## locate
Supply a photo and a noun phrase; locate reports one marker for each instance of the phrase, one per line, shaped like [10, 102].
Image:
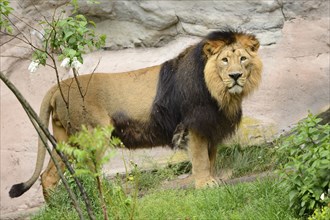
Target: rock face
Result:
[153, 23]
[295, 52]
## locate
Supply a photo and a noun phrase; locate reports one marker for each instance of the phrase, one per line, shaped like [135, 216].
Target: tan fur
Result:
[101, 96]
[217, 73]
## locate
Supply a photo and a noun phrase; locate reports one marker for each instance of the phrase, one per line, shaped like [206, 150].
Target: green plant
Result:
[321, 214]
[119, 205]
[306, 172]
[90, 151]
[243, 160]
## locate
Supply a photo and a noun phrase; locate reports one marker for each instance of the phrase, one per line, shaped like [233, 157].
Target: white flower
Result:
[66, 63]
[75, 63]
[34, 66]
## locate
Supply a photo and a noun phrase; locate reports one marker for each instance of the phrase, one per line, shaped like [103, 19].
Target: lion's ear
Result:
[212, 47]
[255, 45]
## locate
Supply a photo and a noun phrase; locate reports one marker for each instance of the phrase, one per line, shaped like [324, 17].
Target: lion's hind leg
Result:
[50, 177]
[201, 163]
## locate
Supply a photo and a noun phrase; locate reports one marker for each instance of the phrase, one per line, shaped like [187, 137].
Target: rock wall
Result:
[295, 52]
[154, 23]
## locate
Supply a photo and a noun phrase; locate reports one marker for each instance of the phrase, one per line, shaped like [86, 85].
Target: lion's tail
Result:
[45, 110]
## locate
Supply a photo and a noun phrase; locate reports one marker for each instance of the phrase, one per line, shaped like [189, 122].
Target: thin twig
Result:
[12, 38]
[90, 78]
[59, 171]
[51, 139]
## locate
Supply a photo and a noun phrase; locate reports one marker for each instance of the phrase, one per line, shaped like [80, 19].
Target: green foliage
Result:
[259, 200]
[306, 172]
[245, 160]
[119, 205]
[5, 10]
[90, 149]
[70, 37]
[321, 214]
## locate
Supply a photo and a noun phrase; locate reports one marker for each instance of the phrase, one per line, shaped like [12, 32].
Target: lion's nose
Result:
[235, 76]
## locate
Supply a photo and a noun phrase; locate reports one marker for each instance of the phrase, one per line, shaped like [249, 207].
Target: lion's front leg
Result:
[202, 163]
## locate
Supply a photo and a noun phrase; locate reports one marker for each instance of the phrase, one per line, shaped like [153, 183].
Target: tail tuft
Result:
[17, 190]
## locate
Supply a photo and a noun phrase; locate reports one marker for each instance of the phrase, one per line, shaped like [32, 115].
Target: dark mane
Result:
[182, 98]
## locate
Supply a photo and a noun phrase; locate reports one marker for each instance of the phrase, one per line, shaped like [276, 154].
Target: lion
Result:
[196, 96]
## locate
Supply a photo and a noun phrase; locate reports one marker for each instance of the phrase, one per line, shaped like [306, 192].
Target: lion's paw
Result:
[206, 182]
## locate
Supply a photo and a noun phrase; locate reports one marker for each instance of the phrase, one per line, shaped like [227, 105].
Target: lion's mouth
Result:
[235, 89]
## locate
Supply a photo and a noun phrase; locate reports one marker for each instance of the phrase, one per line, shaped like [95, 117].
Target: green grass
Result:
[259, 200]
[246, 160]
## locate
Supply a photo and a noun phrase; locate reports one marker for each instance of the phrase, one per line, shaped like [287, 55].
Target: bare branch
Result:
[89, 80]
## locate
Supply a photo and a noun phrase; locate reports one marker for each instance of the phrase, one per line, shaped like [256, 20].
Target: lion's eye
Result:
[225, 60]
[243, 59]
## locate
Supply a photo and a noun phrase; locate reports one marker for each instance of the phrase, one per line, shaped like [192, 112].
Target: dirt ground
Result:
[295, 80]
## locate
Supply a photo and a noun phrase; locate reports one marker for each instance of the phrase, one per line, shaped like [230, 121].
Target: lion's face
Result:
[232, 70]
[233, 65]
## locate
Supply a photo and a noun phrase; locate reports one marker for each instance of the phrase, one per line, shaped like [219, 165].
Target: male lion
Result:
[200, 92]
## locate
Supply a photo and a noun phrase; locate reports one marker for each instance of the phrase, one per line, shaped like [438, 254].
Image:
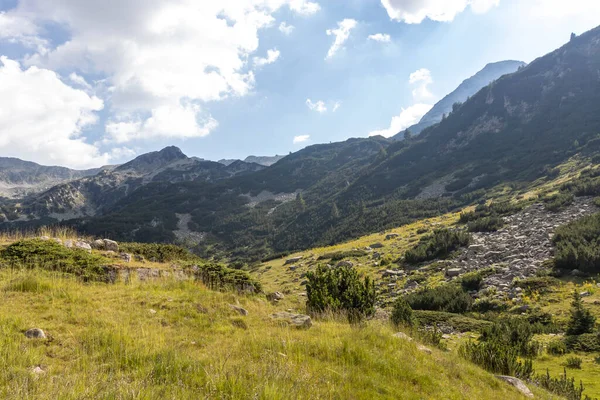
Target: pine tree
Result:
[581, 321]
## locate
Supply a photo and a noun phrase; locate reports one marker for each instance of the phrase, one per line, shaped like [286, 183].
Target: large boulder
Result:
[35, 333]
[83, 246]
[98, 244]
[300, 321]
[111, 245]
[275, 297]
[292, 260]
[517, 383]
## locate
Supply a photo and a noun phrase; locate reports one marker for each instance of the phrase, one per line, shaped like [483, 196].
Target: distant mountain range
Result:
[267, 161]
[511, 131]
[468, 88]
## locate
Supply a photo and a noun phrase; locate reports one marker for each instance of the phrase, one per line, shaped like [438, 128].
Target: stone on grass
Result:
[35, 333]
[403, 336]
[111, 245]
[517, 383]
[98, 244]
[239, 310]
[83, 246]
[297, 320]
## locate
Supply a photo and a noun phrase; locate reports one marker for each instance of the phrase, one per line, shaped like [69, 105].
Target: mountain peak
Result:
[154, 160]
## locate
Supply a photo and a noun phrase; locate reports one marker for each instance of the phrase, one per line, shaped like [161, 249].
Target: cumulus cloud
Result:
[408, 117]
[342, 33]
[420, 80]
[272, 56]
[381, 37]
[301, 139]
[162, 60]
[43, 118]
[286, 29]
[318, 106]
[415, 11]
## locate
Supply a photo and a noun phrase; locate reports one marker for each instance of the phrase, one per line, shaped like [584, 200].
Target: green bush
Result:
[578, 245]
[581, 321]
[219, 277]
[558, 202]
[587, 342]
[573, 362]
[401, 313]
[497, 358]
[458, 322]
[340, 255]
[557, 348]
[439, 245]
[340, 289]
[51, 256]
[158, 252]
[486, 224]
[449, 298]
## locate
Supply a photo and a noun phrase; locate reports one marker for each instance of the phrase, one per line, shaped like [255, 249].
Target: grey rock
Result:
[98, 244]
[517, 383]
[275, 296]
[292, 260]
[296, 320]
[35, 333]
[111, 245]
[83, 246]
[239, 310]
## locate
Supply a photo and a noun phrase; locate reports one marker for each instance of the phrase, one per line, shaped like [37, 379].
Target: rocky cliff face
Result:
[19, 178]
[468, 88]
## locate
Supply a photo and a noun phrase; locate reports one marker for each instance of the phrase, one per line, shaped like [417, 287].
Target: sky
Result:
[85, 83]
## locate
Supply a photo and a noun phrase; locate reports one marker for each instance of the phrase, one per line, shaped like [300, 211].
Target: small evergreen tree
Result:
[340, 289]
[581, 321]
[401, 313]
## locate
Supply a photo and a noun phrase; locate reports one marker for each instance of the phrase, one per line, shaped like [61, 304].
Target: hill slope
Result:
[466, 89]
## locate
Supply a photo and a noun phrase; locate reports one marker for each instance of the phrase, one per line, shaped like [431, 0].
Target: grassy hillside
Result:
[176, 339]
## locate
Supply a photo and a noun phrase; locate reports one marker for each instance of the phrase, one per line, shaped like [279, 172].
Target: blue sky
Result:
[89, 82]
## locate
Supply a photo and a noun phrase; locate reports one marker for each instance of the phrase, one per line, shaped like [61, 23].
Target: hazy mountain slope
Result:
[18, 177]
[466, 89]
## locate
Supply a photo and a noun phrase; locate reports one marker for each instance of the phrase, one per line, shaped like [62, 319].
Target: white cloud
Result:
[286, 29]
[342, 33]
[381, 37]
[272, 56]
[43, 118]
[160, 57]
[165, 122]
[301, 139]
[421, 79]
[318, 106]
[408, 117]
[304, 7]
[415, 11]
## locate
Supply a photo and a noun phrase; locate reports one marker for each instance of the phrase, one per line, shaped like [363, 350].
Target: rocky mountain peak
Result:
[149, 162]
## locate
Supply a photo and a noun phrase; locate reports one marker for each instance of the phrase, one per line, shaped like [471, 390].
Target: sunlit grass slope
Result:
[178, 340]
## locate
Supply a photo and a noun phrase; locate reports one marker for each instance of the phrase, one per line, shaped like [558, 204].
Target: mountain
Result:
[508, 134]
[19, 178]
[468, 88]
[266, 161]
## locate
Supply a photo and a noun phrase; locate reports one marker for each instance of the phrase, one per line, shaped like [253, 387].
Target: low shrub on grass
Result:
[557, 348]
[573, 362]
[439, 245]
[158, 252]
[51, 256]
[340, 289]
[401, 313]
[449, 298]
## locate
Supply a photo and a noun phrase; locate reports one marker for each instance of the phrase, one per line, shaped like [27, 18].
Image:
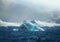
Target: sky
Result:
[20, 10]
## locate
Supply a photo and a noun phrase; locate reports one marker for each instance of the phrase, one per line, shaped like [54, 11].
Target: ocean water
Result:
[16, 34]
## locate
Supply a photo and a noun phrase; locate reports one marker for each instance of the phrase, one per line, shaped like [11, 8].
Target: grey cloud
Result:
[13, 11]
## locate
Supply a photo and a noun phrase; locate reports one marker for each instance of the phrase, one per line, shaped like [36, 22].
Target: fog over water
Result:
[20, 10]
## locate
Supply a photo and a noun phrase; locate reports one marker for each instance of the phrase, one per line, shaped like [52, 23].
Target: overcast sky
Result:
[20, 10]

━━━━━━━━━━━━━━━━

From the records above, repeat exactly the lines from the one with "like [187, 137]." through the one with "Target: green foliage", both included.

Supply a photo and a noun phrase; locate reports one marker for each instance of the phrase, one per line, shaped like [187, 137].
Target: rock wall
Result:
[295, 52]
[154, 23]
## locate
Supply a photo and a noun phrase; locate reports one marker for each instance of the phrase, one per line, shaped like [86, 85].
Target: lion's tail
Result:
[45, 110]
## locate
Supply a photo and a noun phrase; locate reports one marker for each instance of the phrase, one per line, shaped like [189, 122].
Target: thin twig
Result:
[12, 38]
[90, 78]
[59, 171]
[51, 139]
## locate
Supply a photo and a noun phrase; locate reports one marker for each instance of the phrase, one per line, shaped like [80, 19].
Target: green foliage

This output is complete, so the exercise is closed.